• Texte de la page:
--------------------

Des victimes de l’esclavage aux noms de la liberté
3 février 2021
Deux modalités de participation
Sur place : Archives nationales, 59 rue Guynemer à Pierrefitte-sur-Seine – Métro : SaintDenis Université (Ligne 13)
À distance : lien obtenu sur inscription (voir ci-dessous)
Le 27 avril 2018, à l’occasion de la cérémonie célébrant le 170e anniversaire de la signature par le
gouvernement provisoire de 1848 du décret d’abolition de l’esclavage dans les colonies françaises, le
Président de la République écrit : « Je souhaite aussi que la République se souvienne des esclaves euxmêmes […]. Pour que jamais ne s’efface leur souffrance, je soutiens le projet d’ériger à Paris, dans le
jardin des Tuileries, un mémorial national qui rende hommage à ces victimes, comme le demandent
légitimement plusieurs acteurs de cette mémoire ». Le 10 mai 2018, le Premier ministre, Édouard
Philippe précise la nature de la proposition en déclarant : « dès lors, graver dans la pierre la dignité de
la personne humaine sera l’objectif du Mémorial qui recensera les quelque 200 000 noms donnés aux
esclaves des colonies françaises en 1848 et dans les années qui ont suivi ».

--------------------

• Consignes:
(a) Recopiez le passage du texte sur le mémorial qui va de « Des victimes de » jusqu'à « inscription (voir ci-dessous) » inclus, en remplaçant « Archives nationales » par « Archives de France ».
(b) Selon le texte sur le mémorial, pourquoi le Président de la République soutient-il le projet d'un mémorial national dans le jardin des Tuileries ? Répondez en une à trois phrases.
Le listing qui suit constitue un matériau distinct du texte sur le mémorial.

• Jeu de données:
--------------------

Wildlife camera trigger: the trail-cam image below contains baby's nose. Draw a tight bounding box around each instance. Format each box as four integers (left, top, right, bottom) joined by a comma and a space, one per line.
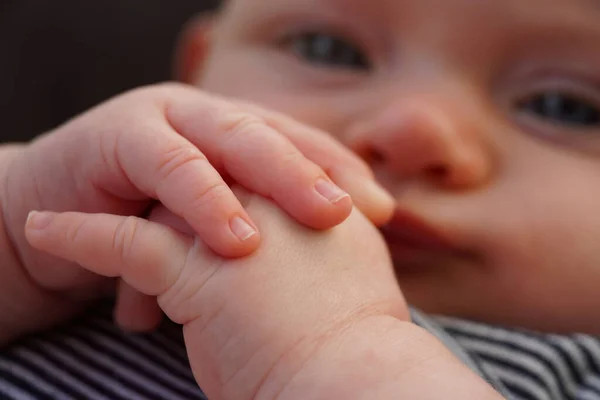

--------------------

• Réponses attendues:
(a)
Des victimes de l’esclavage aux noms de la liberté
3 février 2021
Deux modalités de participation
Sur place : Archives de France, 59 rue Guynemer à Pierrefitte-sur-Seine – Métro : SaintDenis Université (Ligne 13)
À distance : lien obtenu sur inscription (voir ci-dessous)

(b) Il soutient ce projet pour que la souffrance des esclaves ne s'efface jamais. Il ajoute que plusieurs acteurs de cette mémoire le demandent légitimement.